* **PASSAGE GIVEN**

::::::::

The web as a database: The biggest knowledge graph ever

Imagine you could get the entire web in a database, and structure it. Then you would be able to get answers to complex questions in seconds by querying, rather than searching. This is what Diffbot promises.

The web is among humankind's greatest achievements and resources. Ever-expanding and nearly all-encompassing, we've all come to depend on it. There's just one problem: It takes work to get information out of it.

That's because the information is in documents, and documents on the web are all over the place, and someone needs to locate them, and read them, to extract that information. Search engines have come a long way, and they greatly assist in the locating part, but not so much in the extracting part. At least, not until today.

Also: Zen and the art of data structures: From self-tuning to self-designing data systems

Google and its ilk may sometimes give the impression they can understand and answer questions. Part of the reason is the addition of human knowledge in the mix. Google famously went from using purely text-based and statistical methods to adding a form of curation when it bought MetaWeb. MetaWeb developed Freebase, which was a crowd-sourced knowledge graph, similar in approach to Wikipedia, which was integrated in Google's search engine.

Eat your heart out, Google

That enables Google to do some of its magic. If you Google "Google," for example, you don't just get a bunch of links. You also get an info-box that lists facts such as Google's CEO, founders, and address. That's because there is an entry in Google's knowledge graph that lists Google as a company, and these are some of the properties companies have, so Google fetches and displays that information from Wikipedia.

But if you try Googling "how many employees does Google have," or "what is Google's address", what you will get is a bunch of links. You are on your own -- you have to read the documents and figure out the answer. If that information was in a database, you would type something like "SELECT Address FROM Organizations WHERE Name=Google" and you'd have your answer in seconds. That is the difference between structured and unstructured information.

Also: MemSQL 6.5: NewSQL with autonomous workload optimization, improved data ingestion and query execution speed

That is also what Diffbot is unveiling today: The ability to query the web as a database. This impressive feat is also based on a knowledge graph. The difference is that, in Diffbot's case, the knowledge graph is only partially curated by humans, and is automatically populated by crawling the web. ZDNet talked to Mike Tung, Diffbot's CEO and Founder, to find out how Diffbot does this.


Diffbot ingests and parses the entire web into a knowledge graph - a database you can query. Image: Diffbot

First off, you have to crawl the web. This is where Gigablast and Matt Wells come in. Gigablast is a search engine created by Matt Wells, Diffbot's VP of Search, in 2000. Tung says this is what Diffbot uses to crawl, and store, every single document on the web. Hard as this may be, however, it's not even half the job.

The really hard part is getting the information out of documents, and this is where the magic is. Tung explains this is done using computer vision, machine learning (ML), and natural language processing (NLP).

Computer vision helps Diffbot understand the structure of documents. It mimics the way humans break down documents, figuring out what are the structural elements of each document -- things such as headers, blocks, etc. In a perfect world, this should be possible by inspecting the HTML structure of web documents. But not everything on the web is HTML, and HTML documents are not perfect either.

::::::::

* **AVAILABLE DATA**
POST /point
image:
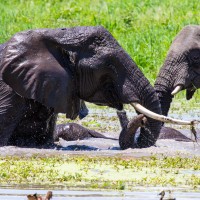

::::::::

In the passage on Diffbot, which search engine does Diffbot use to crawl and store documents on the web? The material after the text stands apart from it.

Gigablast, which Matt Wells created in 2000.